-- What you should do --
Which lines run from the one containing "mark: the white car, one point per instance" through the end of the entries? Restate them word for word, and only those.

-- Dataset excerpts --
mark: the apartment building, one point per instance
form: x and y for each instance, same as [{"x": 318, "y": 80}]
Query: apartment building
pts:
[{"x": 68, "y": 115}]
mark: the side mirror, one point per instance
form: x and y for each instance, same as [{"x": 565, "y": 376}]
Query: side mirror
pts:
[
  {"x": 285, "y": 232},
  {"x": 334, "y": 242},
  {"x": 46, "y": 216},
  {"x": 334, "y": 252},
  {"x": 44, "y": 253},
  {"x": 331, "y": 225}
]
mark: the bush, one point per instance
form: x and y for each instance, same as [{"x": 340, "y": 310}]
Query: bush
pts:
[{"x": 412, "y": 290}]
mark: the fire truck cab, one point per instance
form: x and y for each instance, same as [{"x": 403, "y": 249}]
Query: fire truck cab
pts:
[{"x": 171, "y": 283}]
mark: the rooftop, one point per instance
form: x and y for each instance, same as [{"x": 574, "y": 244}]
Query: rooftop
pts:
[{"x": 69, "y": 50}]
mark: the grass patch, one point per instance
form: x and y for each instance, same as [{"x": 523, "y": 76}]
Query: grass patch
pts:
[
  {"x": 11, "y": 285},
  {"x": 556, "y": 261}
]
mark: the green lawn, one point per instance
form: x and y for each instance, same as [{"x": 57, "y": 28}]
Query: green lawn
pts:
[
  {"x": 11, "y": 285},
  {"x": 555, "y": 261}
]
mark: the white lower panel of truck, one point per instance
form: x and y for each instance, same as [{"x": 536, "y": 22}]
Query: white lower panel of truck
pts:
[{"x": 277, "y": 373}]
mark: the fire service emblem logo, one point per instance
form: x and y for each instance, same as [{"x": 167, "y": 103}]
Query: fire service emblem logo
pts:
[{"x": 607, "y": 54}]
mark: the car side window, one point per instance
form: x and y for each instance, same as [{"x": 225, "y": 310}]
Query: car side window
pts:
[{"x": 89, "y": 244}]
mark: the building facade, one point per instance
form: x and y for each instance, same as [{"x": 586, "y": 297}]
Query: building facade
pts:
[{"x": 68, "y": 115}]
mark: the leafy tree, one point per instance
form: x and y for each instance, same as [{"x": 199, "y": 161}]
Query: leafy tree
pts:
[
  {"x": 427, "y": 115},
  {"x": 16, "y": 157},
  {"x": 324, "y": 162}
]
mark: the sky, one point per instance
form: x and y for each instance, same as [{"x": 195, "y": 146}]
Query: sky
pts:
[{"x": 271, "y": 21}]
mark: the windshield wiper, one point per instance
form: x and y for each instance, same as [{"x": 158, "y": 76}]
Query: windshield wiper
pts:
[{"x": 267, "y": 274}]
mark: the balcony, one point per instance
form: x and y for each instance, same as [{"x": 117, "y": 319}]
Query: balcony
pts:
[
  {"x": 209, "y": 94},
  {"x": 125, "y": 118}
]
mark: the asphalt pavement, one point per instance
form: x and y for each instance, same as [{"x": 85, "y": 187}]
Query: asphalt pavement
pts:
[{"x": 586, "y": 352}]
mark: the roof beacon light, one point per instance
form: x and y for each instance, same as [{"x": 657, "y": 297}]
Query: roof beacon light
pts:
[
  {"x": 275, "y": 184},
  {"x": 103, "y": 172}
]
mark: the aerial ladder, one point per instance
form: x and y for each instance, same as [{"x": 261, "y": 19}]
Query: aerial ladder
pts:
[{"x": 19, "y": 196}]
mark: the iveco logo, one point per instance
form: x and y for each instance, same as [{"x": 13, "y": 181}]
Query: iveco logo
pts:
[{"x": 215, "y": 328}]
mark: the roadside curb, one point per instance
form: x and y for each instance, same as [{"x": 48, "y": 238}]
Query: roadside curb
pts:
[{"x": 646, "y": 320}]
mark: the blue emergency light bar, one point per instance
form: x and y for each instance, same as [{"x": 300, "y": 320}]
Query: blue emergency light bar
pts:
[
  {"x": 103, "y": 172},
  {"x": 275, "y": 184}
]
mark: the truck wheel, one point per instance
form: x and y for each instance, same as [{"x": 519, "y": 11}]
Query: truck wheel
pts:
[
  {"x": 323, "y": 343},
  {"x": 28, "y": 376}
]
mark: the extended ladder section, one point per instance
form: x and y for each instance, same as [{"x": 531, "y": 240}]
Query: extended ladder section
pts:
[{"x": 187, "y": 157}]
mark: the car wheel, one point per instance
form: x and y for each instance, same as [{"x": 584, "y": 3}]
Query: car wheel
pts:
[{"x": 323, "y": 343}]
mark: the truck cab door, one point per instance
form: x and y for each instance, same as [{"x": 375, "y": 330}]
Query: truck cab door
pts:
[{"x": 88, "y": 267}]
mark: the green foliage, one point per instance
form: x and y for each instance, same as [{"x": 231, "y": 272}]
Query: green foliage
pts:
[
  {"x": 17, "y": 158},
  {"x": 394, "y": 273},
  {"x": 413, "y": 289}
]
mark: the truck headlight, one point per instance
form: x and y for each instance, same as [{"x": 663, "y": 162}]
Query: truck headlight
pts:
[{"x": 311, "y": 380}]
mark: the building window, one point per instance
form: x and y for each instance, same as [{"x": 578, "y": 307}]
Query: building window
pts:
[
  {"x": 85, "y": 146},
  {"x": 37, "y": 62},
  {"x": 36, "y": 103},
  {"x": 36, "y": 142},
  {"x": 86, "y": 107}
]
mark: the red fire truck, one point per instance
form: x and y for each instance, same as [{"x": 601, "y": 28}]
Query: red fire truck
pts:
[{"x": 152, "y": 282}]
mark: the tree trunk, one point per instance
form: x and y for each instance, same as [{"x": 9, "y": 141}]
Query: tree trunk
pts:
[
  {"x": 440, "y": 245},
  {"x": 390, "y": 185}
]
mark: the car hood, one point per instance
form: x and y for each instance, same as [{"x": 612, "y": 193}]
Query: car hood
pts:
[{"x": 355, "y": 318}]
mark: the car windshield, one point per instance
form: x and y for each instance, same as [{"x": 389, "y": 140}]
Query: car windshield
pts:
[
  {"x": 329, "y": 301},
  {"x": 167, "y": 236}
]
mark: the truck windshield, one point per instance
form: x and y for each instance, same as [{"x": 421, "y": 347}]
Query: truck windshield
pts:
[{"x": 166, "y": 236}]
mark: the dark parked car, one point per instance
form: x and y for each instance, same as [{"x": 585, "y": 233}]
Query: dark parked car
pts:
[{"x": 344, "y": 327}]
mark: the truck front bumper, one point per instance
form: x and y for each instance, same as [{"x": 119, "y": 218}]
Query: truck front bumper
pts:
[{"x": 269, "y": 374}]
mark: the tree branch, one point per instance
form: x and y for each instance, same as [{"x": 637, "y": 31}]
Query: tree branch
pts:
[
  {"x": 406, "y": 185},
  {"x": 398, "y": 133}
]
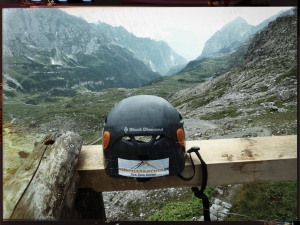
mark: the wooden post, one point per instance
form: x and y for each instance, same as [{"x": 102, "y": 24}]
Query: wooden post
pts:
[
  {"x": 229, "y": 161},
  {"x": 45, "y": 186}
]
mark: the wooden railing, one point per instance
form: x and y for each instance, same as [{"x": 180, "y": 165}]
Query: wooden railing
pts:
[
  {"x": 229, "y": 161},
  {"x": 46, "y": 184}
]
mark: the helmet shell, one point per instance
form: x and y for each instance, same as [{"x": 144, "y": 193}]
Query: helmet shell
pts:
[{"x": 147, "y": 116}]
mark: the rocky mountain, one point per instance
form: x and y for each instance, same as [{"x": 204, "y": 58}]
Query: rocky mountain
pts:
[
  {"x": 157, "y": 55},
  {"x": 47, "y": 50},
  {"x": 256, "y": 98},
  {"x": 227, "y": 46},
  {"x": 259, "y": 97},
  {"x": 230, "y": 37}
]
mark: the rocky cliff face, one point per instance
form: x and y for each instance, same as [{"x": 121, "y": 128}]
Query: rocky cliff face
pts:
[
  {"x": 230, "y": 37},
  {"x": 157, "y": 55},
  {"x": 262, "y": 88},
  {"x": 47, "y": 50}
]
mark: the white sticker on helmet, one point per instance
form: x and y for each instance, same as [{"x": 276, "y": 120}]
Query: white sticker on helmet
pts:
[{"x": 145, "y": 168}]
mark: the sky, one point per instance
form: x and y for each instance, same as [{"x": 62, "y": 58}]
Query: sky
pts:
[{"x": 185, "y": 29}]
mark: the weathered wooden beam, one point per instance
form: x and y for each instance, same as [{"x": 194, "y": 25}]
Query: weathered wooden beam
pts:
[
  {"x": 229, "y": 161},
  {"x": 45, "y": 186}
]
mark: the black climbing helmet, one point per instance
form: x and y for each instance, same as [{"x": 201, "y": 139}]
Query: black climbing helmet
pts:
[{"x": 143, "y": 137}]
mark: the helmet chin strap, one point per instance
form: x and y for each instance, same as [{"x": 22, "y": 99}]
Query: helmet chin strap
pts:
[{"x": 199, "y": 193}]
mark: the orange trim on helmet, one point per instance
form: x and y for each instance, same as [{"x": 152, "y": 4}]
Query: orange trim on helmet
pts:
[
  {"x": 105, "y": 139},
  {"x": 180, "y": 137}
]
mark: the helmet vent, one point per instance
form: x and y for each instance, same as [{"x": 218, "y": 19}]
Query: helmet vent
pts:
[
  {"x": 145, "y": 139},
  {"x": 126, "y": 138}
]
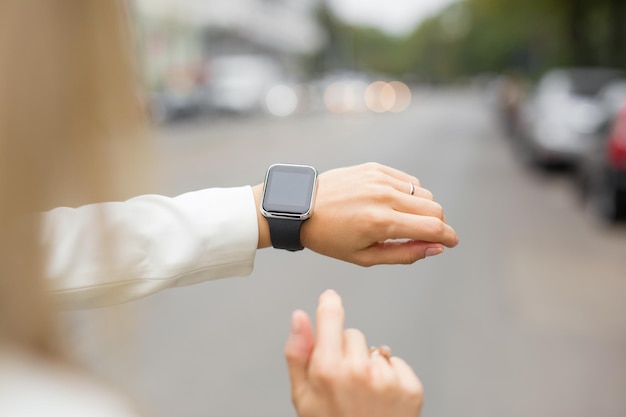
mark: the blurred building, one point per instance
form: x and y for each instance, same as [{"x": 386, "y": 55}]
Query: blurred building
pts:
[{"x": 179, "y": 39}]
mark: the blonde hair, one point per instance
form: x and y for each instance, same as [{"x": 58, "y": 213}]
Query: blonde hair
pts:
[{"x": 72, "y": 131}]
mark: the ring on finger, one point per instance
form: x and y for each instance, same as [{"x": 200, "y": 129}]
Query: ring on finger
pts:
[{"x": 381, "y": 350}]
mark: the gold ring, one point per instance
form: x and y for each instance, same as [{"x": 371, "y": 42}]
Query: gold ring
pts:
[{"x": 382, "y": 350}]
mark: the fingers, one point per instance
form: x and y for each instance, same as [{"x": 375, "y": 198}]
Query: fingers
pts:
[
  {"x": 397, "y": 174},
  {"x": 422, "y": 228},
  {"x": 404, "y": 187},
  {"x": 397, "y": 252},
  {"x": 299, "y": 347},
  {"x": 412, "y": 385},
  {"x": 330, "y": 321},
  {"x": 355, "y": 346},
  {"x": 415, "y": 205}
]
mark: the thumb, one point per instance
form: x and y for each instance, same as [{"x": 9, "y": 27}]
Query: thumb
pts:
[{"x": 298, "y": 348}]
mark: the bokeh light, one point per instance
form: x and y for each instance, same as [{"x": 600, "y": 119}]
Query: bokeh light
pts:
[
  {"x": 281, "y": 100},
  {"x": 381, "y": 97}
]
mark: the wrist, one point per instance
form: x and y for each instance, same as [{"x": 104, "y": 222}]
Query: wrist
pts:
[{"x": 264, "y": 231}]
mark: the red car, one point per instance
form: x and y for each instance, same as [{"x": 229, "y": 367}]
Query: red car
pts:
[{"x": 603, "y": 171}]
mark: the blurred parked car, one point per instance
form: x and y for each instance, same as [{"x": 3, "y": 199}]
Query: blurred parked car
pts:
[
  {"x": 564, "y": 113},
  {"x": 602, "y": 171}
]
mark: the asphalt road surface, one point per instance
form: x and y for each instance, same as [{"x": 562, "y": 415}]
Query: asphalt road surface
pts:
[{"x": 526, "y": 317}]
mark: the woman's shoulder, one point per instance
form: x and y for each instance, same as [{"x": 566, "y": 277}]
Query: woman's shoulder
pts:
[{"x": 33, "y": 387}]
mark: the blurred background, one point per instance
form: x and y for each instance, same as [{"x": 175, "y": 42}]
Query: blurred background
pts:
[{"x": 510, "y": 111}]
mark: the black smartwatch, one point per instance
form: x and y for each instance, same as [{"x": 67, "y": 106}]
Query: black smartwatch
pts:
[{"x": 288, "y": 197}]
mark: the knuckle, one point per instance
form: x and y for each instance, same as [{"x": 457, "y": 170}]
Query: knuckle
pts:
[
  {"x": 428, "y": 194},
  {"x": 438, "y": 209},
  {"x": 415, "y": 393},
  {"x": 374, "y": 166},
  {"x": 323, "y": 372},
  {"x": 436, "y": 227},
  {"x": 374, "y": 219}
]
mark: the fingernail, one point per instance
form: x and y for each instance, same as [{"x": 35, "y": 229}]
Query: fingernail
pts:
[
  {"x": 433, "y": 252},
  {"x": 296, "y": 328}
]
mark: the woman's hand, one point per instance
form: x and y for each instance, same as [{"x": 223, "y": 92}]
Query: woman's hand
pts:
[
  {"x": 366, "y": 215},
  {"x": 334, "y": 375}
]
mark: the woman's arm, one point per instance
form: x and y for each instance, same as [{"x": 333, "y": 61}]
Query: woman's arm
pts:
[{"x": 110, "y": 253}]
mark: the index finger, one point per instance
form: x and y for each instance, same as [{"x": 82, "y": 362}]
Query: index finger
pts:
[
  {"x": 330, "y": 322},
  {"x": 400, "y": 175}
]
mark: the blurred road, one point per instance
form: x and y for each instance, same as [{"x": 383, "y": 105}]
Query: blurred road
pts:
[{"x": 526, "y": 317}]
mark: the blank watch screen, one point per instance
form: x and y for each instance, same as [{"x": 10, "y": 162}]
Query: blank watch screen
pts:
[{"x": 289, "y": 189}]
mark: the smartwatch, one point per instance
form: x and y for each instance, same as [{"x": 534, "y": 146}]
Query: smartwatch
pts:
[{"x": 288, "y": 197}]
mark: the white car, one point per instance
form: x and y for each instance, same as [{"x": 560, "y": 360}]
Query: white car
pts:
[{"x": 563, "y": 114}]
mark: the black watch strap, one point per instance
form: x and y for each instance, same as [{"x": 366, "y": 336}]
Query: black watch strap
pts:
[{"x": 285, "y": 233}]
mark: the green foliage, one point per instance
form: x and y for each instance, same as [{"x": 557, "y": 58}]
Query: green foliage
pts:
[{"x": 473, "y": 37}]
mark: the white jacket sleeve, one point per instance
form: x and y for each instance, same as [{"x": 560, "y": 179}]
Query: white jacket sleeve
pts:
[{"x": 109, "y": 253}]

-- Result --
mark: the white car, one point per instance
form: x and y for each instance, same as [{"x": 560, "y": 360}]
Query: white car
pts:
[{"x": 563, "y": 114}]
mark: the black watch strap, one point per instance
form: x and y for each instance, same as [{"x": 366, "y": 336}]
Query: black watch strap
pts:
[{"x": 285, "y": 233}]
mark: the green foliage, one point per instance
form: x and y for each instance, same as [{"x": 557, "y": 58}]
Query: green foliage
pts:
[{"x": 473, "y": 37}]
mark: the white jacket sleeve, one point per instance
form: x and y for each instance, same as [{"x": 560, "y": 179}]
Query: white jacket sleeve
pts:
[{"x": 109, "y": 253}]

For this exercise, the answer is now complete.